DOCUMENT PASSAGE: Begin
Example: The information that a property has some value can be important and useful, even if the value is not known. For example:

  • Ambrose Bierce (subject) has an unknown date of death (property), yet we can be certain that he is not among the living persons.

Such statements should only be made if no concrete date is known. Wikidata does not support constraints on unknown values ("William of Ockham died in 1347 or 1348") but it does support precision on some types of data values ("William of Ockham died in the 1340s") and it does support different (possibly conflicting) values from multiple sources.

Statements

edit

Statements describe the claim of a statement and list references for this claim. Every Statement refers to one particular Entity, called the subject of the Statement. There is always one main Snak that forms the most important part of the statement. Moreover, there can be zero or more additional PropertySnaks that describe the Statement in more detail. These qualifier Snaks (or "qualifiers" for short) store additional information that does not directly refer to the subject (e.g., the time at which the main part of the statement was valid). References are provided as a list (the order is significant in some contexts, especially for displaying a main reference). The complete structure is described as follows:

 

The individual components have the following meaning:

  • subject: the Entity that the statement is about
  • mainSnak: the main Snak of the statement
  • rank: a StatementRank that will be used for simplifying the selection of Statements; see for more detail below
  • referenceRecords: the list of references, see below for details
  • qualifierSnaks: optional list of additional PropertySnaks that qualify the statement
Statement :=  'Statement(' Entity Snak {PropertySnak} {ReferenceRecord} Rank ')'

Example: A simple statement could just contain any of the Snaks in the above examples. The use of qualifier Snaks is illustrated in the following examples:

  • "Obama was US Senator from Illinois from January 3, 2005 to November 16, 2008":
    • subject "Obama"
    • mainSnak of type PropertyValueSnak with property "US Senator from" and value "Illinois"
    • qualifier Snak of type PropertyIntervalSnak with property "in office" and interval "January 3, 2005 to November 16, 2008".
  • "Harry Potter and the Philosopher's Stone was starring Emma Watson in the role of Hermione Granger":
    • subject "Harry Potter and the Philosopher's Stone"
    • mainSnak of type PropertyValueSnak with property "starring" and value "Emma Watson"
    • qualifier Snak of type PropertyValueSnak with property "played character", and value "Hermione Granger"
  • "1.6% of people living in Austria are Turks":
    • subject "Austria"
    • mainSnak of type PropertyValueSnak with property "ethnic group", and value "Turks"
DOCUMENT PASSAGE: End
# REQUIREMENT 1
According to the passage on Wikidata statements, what kind of information do qualifier Snaks store?
# REQUIREMENT 2
Write the next part of the passage on Wikidata statements, picking up right after its final line.
The listing comes from a separate source and has no connection to the passage on Wikidata statements.
EXCERPTED RECORDS: Begin
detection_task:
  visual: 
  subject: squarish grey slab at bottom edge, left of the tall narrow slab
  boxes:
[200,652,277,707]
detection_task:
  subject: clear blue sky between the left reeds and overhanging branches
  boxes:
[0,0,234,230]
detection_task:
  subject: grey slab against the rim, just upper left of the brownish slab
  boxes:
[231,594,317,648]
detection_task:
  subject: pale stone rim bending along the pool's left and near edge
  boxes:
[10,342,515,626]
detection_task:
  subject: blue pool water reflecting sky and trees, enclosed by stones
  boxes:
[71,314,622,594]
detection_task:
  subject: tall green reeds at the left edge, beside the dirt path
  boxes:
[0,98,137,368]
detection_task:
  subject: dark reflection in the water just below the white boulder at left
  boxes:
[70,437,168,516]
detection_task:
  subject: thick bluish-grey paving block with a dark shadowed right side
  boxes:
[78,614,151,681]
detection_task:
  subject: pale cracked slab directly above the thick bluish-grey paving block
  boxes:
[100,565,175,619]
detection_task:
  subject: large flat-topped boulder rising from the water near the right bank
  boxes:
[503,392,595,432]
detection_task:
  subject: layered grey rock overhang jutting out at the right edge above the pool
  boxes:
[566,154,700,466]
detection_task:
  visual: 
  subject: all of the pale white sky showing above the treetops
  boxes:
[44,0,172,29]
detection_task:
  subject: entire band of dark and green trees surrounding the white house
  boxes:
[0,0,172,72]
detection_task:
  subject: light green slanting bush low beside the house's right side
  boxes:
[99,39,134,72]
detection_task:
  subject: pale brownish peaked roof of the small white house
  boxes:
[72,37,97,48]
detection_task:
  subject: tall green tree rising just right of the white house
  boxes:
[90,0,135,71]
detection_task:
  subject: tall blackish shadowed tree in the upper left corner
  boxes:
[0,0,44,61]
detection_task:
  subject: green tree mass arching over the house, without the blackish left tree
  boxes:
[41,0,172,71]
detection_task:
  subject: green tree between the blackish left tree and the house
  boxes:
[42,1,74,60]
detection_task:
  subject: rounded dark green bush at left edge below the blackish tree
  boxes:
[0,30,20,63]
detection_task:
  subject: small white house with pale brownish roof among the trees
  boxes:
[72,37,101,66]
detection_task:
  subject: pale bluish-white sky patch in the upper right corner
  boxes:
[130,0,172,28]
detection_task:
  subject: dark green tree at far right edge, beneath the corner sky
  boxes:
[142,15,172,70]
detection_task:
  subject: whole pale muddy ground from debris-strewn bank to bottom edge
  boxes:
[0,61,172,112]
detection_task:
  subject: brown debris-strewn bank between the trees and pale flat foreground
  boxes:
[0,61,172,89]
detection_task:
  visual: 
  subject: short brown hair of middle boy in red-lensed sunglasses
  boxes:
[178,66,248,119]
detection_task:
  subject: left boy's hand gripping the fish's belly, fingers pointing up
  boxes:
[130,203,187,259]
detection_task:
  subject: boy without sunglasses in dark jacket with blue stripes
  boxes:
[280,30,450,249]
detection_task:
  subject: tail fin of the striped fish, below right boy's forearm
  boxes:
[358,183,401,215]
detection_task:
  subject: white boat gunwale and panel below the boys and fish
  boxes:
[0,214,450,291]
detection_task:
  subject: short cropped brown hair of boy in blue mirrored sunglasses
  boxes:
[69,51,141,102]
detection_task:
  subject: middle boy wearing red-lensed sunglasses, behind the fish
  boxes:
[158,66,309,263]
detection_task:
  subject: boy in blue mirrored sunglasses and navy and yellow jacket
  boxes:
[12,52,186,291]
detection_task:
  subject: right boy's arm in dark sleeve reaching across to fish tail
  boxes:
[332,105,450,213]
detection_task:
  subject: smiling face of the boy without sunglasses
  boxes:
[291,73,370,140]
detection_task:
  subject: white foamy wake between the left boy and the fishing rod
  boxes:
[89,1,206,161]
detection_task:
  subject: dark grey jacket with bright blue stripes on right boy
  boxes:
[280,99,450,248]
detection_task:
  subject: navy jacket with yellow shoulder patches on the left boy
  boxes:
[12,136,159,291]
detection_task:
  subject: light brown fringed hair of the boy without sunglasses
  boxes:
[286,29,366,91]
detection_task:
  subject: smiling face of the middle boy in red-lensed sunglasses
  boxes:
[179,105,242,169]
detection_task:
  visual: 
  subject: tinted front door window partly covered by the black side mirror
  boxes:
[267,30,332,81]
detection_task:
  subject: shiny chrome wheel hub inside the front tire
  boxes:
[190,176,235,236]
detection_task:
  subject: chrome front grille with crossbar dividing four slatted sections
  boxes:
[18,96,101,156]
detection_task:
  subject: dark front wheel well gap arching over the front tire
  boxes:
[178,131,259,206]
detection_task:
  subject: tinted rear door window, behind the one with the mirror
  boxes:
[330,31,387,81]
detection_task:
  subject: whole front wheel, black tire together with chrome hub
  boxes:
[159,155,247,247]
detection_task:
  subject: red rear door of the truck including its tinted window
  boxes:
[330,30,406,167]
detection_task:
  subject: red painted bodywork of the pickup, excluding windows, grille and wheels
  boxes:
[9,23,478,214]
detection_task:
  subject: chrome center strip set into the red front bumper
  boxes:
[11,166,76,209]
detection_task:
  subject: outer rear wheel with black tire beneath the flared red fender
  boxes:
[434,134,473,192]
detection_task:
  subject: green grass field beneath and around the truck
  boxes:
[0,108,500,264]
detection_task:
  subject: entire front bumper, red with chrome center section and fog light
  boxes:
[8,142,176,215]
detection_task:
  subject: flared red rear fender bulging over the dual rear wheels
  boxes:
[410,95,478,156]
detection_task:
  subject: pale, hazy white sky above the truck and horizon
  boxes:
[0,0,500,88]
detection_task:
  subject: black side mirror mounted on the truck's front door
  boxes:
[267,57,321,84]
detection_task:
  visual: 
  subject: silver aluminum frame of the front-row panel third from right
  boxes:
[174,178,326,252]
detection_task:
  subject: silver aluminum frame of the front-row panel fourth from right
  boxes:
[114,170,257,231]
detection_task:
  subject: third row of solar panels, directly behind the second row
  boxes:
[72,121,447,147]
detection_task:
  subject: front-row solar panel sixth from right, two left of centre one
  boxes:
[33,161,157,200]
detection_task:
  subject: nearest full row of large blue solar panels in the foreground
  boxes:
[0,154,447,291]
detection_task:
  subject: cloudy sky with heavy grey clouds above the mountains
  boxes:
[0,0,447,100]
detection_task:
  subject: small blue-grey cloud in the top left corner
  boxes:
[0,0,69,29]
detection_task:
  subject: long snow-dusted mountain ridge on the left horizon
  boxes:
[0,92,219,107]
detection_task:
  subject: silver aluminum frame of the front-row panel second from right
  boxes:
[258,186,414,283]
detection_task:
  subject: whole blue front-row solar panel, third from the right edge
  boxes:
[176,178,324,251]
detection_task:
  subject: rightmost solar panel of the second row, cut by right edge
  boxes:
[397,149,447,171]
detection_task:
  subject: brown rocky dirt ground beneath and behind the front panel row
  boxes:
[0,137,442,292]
EXCERPTED RECORDS: End
# ANSWER AREA 1
They store additional information that does not directly refer to the subject, such as the time at which the main part of the statement was valid.

# ANSWER AREA 2
    • qualifier Snak of type PropertyValueSnak with property "percentage", and value "1.6%" (here "%" could be represented like the unit of measurement of quantities).

In each case, there are other ways to capture the respective information. Like in Wikipedia, it is left to the community to agree on uniform ways of expressing such things. Often, there are good reasons to prefer one representation over the other. For example, there are cases where a country is known to have inhabitants of some ethnic group, while the percentage of that group is not known; then the qualifier Snak could simply be omitted.

Ranks of Statements

edit

The ranks provide a simple selection/filtering criterion in cases where there are many Statements for some property. There are three possible ranks, which have roughly the following meaning:

  1. Preferred statements refer to the most important and most up-to-date information that should be used per default in most contexts (example: only most recent population figures for Berlin would be shown in the Wikipedia infobox for Berlin). Note that there may be multiple preferred statements. This may imply a multi-valued property (e.g. a person's children), or a disagreement (diverging population figures given by different sources).
  2. Normal statements contain relevant information that is believed to be correct but that may be too extensive for showing it by default (example: historic population figures for Berlin for many years).
  3. Deprecated statements that may not be considered reliable or that are even known to contain errors (example: a statement that documents a wrong population figure that was published in some historic document; in this case the statement is not wrong – the historic document that is given as a reference really made the erroneous claim – yet the statement should not be used in most cases).

This model is intentionally left coarse and simple. The three levels translate to different treatments in data access, UI (e.g., what is displayed by default), and export (one could, e.g., have an export with only the preferred and normal Statements). The ranks may also be useful for protecting Statements from editing (e.g., by protecting only preferred and normal statements). More fine-grained rankings do not seem to have such a clear interpretation and would thus increase the UI complexity unnecessarily. Having only two ranks (or no ranks at all), on the other hand, would make it harder to cope with Statements that are not trusted, known to contain wrong claims, or simply unpatrolled (if ranks are used for protection).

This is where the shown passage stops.